> Aim
Reproduce every entry below word for word, with no changes.

BEGIN Information supplied

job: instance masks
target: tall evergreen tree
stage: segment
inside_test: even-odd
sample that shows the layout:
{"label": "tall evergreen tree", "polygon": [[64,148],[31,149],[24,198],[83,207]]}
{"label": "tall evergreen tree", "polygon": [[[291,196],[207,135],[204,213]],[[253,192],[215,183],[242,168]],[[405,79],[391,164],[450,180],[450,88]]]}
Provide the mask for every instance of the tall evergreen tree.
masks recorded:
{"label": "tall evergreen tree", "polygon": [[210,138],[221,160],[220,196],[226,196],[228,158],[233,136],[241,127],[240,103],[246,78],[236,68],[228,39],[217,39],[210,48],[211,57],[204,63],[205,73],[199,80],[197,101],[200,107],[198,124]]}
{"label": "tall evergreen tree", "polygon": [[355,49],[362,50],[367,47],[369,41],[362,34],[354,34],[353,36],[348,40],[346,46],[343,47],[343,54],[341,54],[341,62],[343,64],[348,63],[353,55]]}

END Information supplied

> Result of this exercise
job: instance masks
target: tall evergreen tree
stage: segment
inside_test: even-odd
sample that shows the layout:
{"label": "tall evergreen tree", "polygon": [[64,148],[31,149],[24,198],[83,207]]}
{"label": "tall evergreen tree", "polygon": [[[291,196],[207,135],[204,213]],[[253,192],[215,183],[242,168]],[[405,79],[391,164],[450,180],[450,88]]]}
Provide the mask for every instance of the tall evergreen tree.
masks recorded:
{"label": "tall evergreen tree", "polygon": [[210,138],[221,160],[220,196],[226,196],[228,158],[233,136],[241,127],[240,103],[246,78],[236,68],[228,39],[217,39],[210,48],[211,57],[204,63],[205,73],[199,80],[197,101],[200,107],[198,124]]}
{"label": "tall evergreen tree", "polygon": [[355,49],[362,50],[367,47],[369,41],[362,34],[354,34],[353,36],[348,40],[346,46],[343,47],[343,54],[341,54],[341,62],[343,64],[348,63],[353,55]]}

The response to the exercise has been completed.